Picture annotation entries:
==========
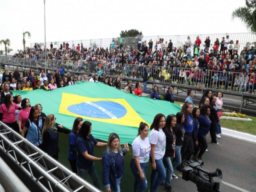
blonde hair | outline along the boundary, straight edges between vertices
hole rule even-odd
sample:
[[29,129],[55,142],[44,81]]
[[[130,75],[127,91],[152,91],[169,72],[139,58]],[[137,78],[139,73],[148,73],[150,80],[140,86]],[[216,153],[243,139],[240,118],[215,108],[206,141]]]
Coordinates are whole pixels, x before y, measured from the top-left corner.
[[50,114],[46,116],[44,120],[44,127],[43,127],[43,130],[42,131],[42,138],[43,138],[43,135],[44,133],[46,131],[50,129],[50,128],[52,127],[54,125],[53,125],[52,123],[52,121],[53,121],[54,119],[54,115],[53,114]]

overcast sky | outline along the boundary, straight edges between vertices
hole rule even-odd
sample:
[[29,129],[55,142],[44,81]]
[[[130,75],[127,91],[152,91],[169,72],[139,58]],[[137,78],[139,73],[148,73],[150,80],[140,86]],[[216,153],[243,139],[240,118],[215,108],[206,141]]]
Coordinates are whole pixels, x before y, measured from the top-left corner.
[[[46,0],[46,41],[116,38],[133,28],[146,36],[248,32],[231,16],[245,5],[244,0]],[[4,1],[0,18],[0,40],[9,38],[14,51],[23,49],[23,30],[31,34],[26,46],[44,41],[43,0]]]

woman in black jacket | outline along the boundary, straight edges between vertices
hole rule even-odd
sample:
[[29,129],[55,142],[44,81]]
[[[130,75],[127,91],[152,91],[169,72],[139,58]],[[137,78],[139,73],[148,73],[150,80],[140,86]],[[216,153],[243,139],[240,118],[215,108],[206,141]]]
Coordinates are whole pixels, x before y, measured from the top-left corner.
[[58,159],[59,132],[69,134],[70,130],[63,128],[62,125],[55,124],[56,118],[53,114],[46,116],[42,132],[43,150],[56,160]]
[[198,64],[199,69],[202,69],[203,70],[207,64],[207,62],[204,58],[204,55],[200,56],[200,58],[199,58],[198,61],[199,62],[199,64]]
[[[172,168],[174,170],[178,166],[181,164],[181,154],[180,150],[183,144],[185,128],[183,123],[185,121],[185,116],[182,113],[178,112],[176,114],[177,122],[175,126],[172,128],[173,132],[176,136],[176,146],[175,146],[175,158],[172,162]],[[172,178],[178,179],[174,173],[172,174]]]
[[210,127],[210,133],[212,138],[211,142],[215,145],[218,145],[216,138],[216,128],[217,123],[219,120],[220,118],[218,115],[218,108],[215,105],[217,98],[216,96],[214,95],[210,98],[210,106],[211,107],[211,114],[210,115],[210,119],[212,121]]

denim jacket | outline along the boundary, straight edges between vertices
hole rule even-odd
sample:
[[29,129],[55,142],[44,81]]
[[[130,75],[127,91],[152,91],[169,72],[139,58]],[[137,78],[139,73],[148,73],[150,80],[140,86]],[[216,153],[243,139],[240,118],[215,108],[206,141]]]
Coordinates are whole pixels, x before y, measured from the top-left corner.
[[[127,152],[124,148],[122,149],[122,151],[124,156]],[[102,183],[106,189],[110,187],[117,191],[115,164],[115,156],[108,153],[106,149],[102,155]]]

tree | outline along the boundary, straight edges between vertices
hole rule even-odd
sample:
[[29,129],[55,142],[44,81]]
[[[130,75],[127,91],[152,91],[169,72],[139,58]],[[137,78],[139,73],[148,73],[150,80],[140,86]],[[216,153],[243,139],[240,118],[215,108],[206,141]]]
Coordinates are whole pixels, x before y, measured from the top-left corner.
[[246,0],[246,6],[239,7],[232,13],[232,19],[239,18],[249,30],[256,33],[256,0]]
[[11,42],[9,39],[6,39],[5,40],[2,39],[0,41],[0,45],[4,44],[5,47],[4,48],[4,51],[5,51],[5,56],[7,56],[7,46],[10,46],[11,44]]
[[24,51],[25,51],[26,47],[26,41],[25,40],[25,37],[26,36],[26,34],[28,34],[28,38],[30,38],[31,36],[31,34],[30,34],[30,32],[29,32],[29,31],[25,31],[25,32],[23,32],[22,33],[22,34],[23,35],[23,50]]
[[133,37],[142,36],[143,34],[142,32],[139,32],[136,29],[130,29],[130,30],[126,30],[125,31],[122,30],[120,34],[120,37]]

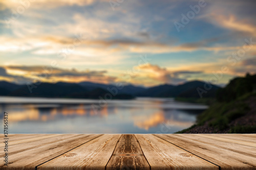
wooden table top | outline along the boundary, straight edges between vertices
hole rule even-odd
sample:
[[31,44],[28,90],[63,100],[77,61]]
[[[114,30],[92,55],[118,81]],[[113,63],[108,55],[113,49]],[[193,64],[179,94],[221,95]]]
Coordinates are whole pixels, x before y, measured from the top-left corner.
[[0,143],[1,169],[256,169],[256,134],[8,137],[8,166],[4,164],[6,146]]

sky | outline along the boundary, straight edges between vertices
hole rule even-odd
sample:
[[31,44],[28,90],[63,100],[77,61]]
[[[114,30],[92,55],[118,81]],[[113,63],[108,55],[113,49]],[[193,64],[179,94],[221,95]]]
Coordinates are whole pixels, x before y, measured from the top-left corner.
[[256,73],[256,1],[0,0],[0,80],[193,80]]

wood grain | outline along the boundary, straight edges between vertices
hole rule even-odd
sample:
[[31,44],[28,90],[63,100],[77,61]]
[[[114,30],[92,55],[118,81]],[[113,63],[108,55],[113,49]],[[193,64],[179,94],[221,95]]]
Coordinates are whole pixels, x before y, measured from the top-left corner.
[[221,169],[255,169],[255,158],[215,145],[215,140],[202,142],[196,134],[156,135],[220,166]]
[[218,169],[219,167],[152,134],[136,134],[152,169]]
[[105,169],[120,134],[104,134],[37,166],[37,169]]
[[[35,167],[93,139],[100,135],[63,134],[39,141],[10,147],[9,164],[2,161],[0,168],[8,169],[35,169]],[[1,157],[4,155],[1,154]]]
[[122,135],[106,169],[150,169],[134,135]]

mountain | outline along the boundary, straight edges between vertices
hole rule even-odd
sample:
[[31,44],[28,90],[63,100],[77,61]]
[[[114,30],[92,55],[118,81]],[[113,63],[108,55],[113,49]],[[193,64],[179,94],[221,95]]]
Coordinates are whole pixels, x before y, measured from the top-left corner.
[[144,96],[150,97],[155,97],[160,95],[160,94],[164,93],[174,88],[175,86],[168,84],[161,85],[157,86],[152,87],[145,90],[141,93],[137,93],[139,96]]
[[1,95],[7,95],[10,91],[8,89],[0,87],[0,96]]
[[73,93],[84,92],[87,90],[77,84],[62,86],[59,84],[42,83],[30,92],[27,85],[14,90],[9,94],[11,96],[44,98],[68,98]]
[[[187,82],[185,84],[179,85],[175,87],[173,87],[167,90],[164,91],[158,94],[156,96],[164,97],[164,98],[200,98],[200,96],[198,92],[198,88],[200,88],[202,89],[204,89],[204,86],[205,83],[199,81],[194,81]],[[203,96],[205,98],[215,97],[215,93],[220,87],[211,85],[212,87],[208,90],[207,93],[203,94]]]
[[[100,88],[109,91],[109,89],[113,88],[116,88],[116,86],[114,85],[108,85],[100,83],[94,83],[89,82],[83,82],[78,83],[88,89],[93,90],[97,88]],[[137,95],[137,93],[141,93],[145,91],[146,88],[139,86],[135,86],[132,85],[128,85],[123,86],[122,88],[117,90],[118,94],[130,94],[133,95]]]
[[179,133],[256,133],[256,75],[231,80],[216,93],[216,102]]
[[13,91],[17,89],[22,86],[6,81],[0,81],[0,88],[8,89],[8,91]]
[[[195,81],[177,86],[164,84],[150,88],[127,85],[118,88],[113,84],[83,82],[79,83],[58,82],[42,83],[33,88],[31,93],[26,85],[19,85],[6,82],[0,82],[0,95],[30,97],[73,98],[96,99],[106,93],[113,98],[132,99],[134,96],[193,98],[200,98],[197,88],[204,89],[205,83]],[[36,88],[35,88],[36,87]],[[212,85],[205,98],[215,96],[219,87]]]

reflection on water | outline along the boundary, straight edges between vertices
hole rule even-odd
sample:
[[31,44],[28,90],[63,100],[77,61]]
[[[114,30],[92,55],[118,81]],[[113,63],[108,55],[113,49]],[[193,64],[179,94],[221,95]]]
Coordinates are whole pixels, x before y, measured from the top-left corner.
==========
▸ EXERCISE GOAL
Copy out the lines above word for word, beginning with the line that contains "wood grain |" and ending with the line that contains "[[122,135],[106,169],[150,169],[134,135]]".

▸ PROBLEM SOLUTION
wood grain | outline along the boundary, straight edges between vertices
hole rule even-odd
sample:
[[31,44],[28,90],[63,100],[77,61]]
[[[114,30],[92,55],[118,81]],[[113,63],[108,55],[113,49]],[[193,64],[179,94],[221,95]]]
Coordinates are whole pixels, x before y, measured from the top-left corner.
[[221,169],[255,169],[255,158],[215,145],[215,140],[202,142],[196,134],[156,135],[220,166]]
[[218,169],[219,167],[152,134],[136,134],[152,169]]
[[105,169],[120,134],[104,134],[37,166],[37,169]]
[[[35,167],[93,139],[100,135],[63,134],[39,141],[10,147],[9,164],[2,161],[0,168],[8,169],[35,169]],[[1,157],[4,155],[1,154]]]
[[122,135],[106,169],[150,169],[134,135]]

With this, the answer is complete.